SOURCE MATERIAL ::
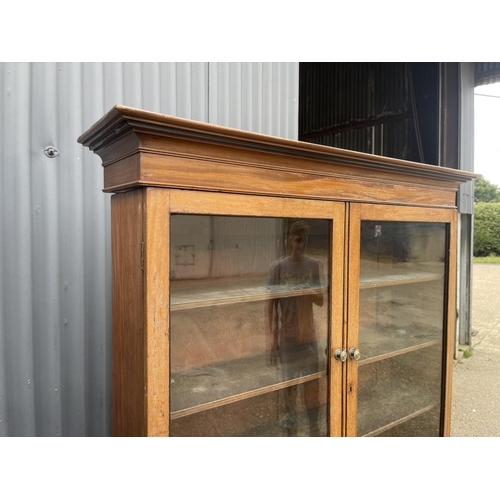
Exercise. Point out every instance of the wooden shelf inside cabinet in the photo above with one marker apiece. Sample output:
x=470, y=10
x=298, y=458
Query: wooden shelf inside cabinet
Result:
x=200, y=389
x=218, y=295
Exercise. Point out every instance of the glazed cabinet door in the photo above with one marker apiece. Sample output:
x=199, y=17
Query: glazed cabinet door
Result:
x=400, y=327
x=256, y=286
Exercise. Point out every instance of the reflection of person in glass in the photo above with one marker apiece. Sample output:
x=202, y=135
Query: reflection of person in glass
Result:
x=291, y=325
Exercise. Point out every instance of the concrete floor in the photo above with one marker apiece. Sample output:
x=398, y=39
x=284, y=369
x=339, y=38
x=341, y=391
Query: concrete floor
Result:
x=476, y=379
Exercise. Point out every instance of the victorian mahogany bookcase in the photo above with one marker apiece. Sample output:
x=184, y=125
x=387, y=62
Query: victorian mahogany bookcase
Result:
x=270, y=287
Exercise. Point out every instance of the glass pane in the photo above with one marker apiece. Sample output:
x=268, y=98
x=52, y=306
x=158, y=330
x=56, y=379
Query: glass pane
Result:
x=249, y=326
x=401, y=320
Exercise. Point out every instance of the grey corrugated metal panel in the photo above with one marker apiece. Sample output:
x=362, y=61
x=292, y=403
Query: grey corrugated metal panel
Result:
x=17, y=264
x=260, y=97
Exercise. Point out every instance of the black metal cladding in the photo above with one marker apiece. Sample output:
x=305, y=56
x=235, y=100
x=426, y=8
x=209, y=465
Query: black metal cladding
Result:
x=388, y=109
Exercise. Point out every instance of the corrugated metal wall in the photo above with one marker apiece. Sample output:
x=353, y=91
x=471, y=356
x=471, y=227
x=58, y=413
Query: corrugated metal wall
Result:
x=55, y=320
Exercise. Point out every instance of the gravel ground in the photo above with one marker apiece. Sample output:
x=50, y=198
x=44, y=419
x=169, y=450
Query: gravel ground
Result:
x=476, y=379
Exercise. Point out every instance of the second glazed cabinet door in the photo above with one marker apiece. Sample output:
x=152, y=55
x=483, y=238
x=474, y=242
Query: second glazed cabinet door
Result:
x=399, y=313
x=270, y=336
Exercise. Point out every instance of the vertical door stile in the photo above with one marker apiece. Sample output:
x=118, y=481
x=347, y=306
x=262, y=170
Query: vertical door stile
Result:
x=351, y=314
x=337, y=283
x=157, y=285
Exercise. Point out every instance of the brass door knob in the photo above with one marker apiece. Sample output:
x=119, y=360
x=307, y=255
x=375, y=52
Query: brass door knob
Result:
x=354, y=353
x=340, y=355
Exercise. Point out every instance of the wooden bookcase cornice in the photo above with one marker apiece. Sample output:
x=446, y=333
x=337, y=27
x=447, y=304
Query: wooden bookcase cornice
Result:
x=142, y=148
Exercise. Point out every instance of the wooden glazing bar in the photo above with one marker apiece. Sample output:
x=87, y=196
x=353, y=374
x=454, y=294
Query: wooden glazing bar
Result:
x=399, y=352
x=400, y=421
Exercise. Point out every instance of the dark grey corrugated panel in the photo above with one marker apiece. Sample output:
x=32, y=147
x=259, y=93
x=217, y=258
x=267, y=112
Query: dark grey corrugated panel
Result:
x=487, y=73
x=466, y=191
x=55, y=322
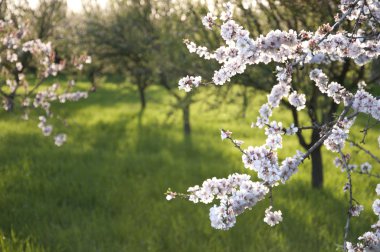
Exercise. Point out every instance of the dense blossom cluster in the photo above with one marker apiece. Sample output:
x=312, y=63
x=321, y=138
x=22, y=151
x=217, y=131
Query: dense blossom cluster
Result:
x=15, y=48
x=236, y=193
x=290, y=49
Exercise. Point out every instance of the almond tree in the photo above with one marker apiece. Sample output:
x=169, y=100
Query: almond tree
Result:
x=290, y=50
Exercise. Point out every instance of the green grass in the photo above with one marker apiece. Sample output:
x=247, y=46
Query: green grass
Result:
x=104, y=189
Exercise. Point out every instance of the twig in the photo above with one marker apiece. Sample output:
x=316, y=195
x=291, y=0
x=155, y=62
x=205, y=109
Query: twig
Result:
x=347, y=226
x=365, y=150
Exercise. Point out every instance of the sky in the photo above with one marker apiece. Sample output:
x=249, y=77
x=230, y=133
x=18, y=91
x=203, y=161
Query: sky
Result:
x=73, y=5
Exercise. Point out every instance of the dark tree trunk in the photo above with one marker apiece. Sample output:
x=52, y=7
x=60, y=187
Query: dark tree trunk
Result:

WHAT TO PRODUCE :: Can you give the records again, starting at the line containing "Exercise. Point out every instance of the wooden bookcase" and ending at the line containing "x=142, y=148", with "cornice" changed to "pediment" and everything else left the same?

SOLUTION TO THE PROBLEM ::
Exercise. Point out every instance of the wooden bookcase pediment in the photo above with one marker apiece. Sample output:
x=446, y=333
x=337, y=27
x=447, y=304
Query: wooden bookcase pediment
Result:
x=142, y=148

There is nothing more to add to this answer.